18.2.16

Throwback Thursday: Character Psychology 101: Emotional abuse is not romance

character psych 101

relationships


If you've been a long time follower, you may remember this feature.  It combines my passion for and expertise in psychology with my love for books!  And I want to bring it back.  Every post I'll have a different topic linking psychology (with actual real facts from research!) to popular fiction.  Hopefully this will be interesting as both a deeper discussion of the novel, as well as teaching you something you may not have known.  To kick off the renewal of this topic, I'd like to share the first Character Psych 101 post. 


twilight & abusive relationships



So, let’s imagine a relationship between two people, a boy and a girl in high school. They meet and there’s instant attraction. The boy oscillates between flirting with the girl and telling her to stay away from him. Eventually he gives in. They date. She spends all of her time with him. Her family and friends don’t know where she goes or what she does with him. He disapproves of some of her close friends and tries to get her to stop seeing them. He tells her what to do because he wants to keep her safe. They alternate between blissful making out and extreme fights. He’s her only world. She’s his source of redemption.
 

Anyone else creeped out yet? Because this describes Bella and Edward in Twilight, as well as many of the relationships that are pop up in teen, young adult, or new adult romance.  (I'm going to pick on Twilight because it's popular enough to have some armor and because it's almost universally familiar to people.)  It also describes your garden-variety abusive relationship.

# Data block
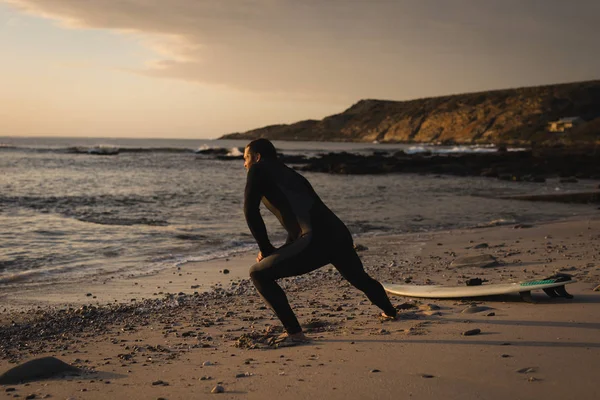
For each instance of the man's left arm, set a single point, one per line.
(253, 195)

# Written tasks
[1] List the categories of romance that the blog post on Twilight says feature relationships like Bella and Edward's.
[2] Write the next part of the blog post on Twilight and abusive relationships, starting after its final sentence.
The listing comes from a different source than the blog post.

# Replies
[1] Teen, young adult, and new adult romance.

[2]
And it’s not romantic. It’s not sweet. It’s glorifying a controlling union in which the boy is free to be possessive and authoritarian because it’s seen as sweet, caring, insert more delusional crap here. It’s sick. And it’s giving teen girls a very twisted idea of an ideal relationship. Girls aren’t guilt-free either. Our heroines are often guilty of many of the same controlling, possessive behaviors--and tend to get called out on it less.
 

This isn't new.  This isn't groundbreaking.  But how many times do we have to talk about this before people start getting the hint?  Twilight.  Hush, Hush.  The Vampire Diaries.  50 Shades of Gray.  The D.U.F.F.    Don't make me keep listing.



Sure, you don’t see a lot of YA heroes out there hitting their girlfriends. Most people know how to recognize that kind of abuse. But what about emotional abuse? Let’s take a look.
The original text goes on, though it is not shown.